**WHAT TO DO:**
Could you carry on the film review below, picking up right after its last sentence?

**EXTRACT TO READ:**
+++

Now, the Oklahomies (even the unrelated children!) have relocated to Manhattan to speed around town harpooning wild ghosts from the Ectomobile, that beloved vintage hearse. In New York, the posse meets an ancient languages expert (Patton Oswalt), a paranormal engineer (James Acaster, a kooky English comic making his big-screen Hollywood debut) and an in-over-his-head huckster (Kumail Nanjiani) who inherits a nasty little spherical cryptogram with a very bad thing locked inside that’s yearning to unleash a fatal attack of the shivers — a neat idea that, in execution, just looks like a Roland Emmerich disaster movie.

+++

**RECORDS SHOWN:**
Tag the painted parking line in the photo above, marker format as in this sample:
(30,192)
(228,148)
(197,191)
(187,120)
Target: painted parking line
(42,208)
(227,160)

+++

**RESPONSE TO THIS EXERCISE:**
My fingers have taken to their death bed simply typing out the basics. Yet, “Frozen Empire” is an eclectic, enjoyable barrage of nonsense — a circus act that kicks off with a Robert Frost poem and climaxes with Ray Parker Jr.’s titular synth banger. Each scene gets laughs. Strung together, they sputter along with the fragmentary logic of a dream: Characters vanish at key moments and then reappear unexpectedly covered in goo. A demon goes to a vape shop. Once, I could swear the fire station’s brass pole was smelted down. A few beats later it was back in place.
And the subplots are so gauzy and intangible that you’re not sure if they’re real. Is Phoebe, lonely and 15, trying to connect romantically with a pretty blond ghost (Emily Alyn Lind)? Are Callie and Gary actually dating or was that a buddy-buddy fist bump about the time they hooked up as demon dogs? Is 18-year-old Trevor’s entire story arc just that he wants to drive the Ectomobile?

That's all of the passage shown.